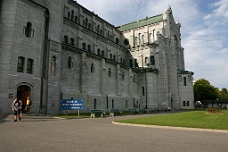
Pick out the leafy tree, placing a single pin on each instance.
(223, 95)
(203, 90)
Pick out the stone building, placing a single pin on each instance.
(52, 50)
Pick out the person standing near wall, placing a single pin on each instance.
(17, 109)
(28, 104)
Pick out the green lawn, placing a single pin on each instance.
(192, 119)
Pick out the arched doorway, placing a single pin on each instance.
(23, 91)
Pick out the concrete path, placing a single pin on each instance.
(48, 134)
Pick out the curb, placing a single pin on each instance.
(168, 127)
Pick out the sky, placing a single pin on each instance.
(204, 30)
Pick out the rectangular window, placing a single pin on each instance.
(112, 103)
(107, 102)
(29, 66)
(20, 64)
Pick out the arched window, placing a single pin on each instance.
(146, 60)
(30, 66)
(143, 39)
(185, 81)
(98, 52)
(20, 64)
(131, 63)
(136, 63)
(123, 76)
(150, 37)
(117, 41)
(72, 15)
(89, 48)
(114, 57)
(136, 41)
(112, 103)
(188, 103)
(95, 104)
(154, 35)
(111, 56)
(86, 22)
(89, 26)
(83, 46)
(98, 28)
(139, 36)
(65, 39)
(184, 103)
(92, 68)
(68, 15)
(28, 30)
(152, 60)
(70, 63)
(72, 41)
(53, 65)
(76, 19)
(109, 72)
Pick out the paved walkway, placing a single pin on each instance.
(46, 133)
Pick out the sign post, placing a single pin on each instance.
(69, 104)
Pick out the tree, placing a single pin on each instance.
(223, 95)
(203, 90)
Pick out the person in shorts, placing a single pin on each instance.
(17, 109)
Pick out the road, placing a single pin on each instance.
(48, 134)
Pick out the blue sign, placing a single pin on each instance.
(69, 104)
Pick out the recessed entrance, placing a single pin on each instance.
(23, 92)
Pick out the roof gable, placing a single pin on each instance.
(140, 23)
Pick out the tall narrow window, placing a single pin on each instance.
(70, 63)
(72, 15)
(131, 63)
(152, 60)
(72, 41)
(123, 76)
(111, 56)
(28, 30)
(136, 41)
(143, 39)
(98, 52)
(30, 66)
(65, 39)
(89, 48)
(139, 38)
(92, 68)
(83, 46)
(112, 103)
(75, 19)
(185, 81)
(53, 66)
(187, 103)
(143, 91)
(20, 64)
(109, 72)
(95, 104)
(184, 103)
(107, 102)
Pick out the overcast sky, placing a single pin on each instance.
(204, 30)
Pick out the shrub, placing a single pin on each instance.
(213, 110)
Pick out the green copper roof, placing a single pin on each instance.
(140, 23)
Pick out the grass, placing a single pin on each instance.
(192, 119)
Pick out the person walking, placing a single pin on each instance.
(27, 106)
(17, 109)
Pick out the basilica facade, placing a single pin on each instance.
(52, 50)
====
_Task details_. Print every line of the records above verbatim, leaving out the pictures.

_Output below_.
Pick out the leafy tree, placing a single pin on each instance.
(223, 95)
(203, 90)
Pick out the stone building, placing a single pin on each instance.
(52, 50)
Pick out the person standing near wall, placing a single pin on each instance.
(17, 109)
(28, 104)
Pick out the green lawn, placing a single pin on each instance.
(192, 119)
Pick out the arched doorway, placing a single pin on each instance.
(23, 91)
Pick out the concrete path, placing a single pin on each instance.
(48, 134)
Pick out the curb, placing a single pin on each instance.
(168, 127)
Pick out the sky, placing a single pin on each instance.
(204, 30)
Pick out the rectangular window, placing a single pin on each instance.
(112, 103)
(107, 102)
(29, 66)
(20, 64)
Pick out the arched window, placing a single pin on each instance.
(146, 60)
(30, 66)
(143, 39)
(185, 81)
(98, 52)
(20, 64)
(131, 63)
(136, 63)
(123, 76)
(150, 37)
(117, 41)
(72, 15)
(89, 48)
(114, 57)
(136, 41)
(112, 103)
(188, 103)
(95, 104)
(154, 35)
(111, 56)
(86, 22)
(89, 26)
(83, 46)
(98, 28)
(139, 36)
(65, 39)
(184, 103)
(92, 68)
(68, 15)
(28, 30)
(152, 60)
(70, 63)
(72, 41)
(53, 65)
(76, 19)
(109, 72)
Pick out the paved walkway, placing a single pin on each instance.
(46, 133)
Pick out the sign post, placing a single pin on each instance.
(69, 104)
Pick out the tree, placing a single pin on each instance.
(223, 95)
(203, 90)
Pick out the person in shorts, placing a single pin on each instance.
(17, 109)
Pick out the road, placing a single pin on each instance.
(48, 134)
Pick out the blue sign, placing a single pin on each instance.
(69, 104)
Pick out the recessed entrance, placing a single pin on each instance.
(23, 92)
Pick out the roof gable, placing a single pin on each instance.
(140, 23)
Pick out the tall narrow window, placing a single pin on each instance.
(70, 63)
(72, 15)
(131, 63)
(152, 60)
(72, 41)
(123, 76)
(111, 56)
(28, 30)
(136, 41)
(143, 39)
(98, 52)
(30, 66)
(65, 39)
(89, 48)
(139, 38)
(92, 68)
(83, 46)
(112, 103)
(75, 19)
(185, 81)
(53, 66)
(187, 103)
(143, 91)
(20, 64)
(109, 72)
(95, 104)
(184, 103)
(107, 102)
Pick out the overcast sky, placing a single pin on each instance.
(204, 30)
Pick out the shrub, placing a single pin on each instance.
(213, 110)
Pick out the green copper roof, placing a single pin on each instance.
(140, 23)
Pick out the grass, placing a single pin on each instance.
(192, 119)
Pick out the person walking, placing a single pin on each instance.
(27, 106)
(17, 109)
Pick out the basilica facade, placing a single pin on each instance.
(52, 50)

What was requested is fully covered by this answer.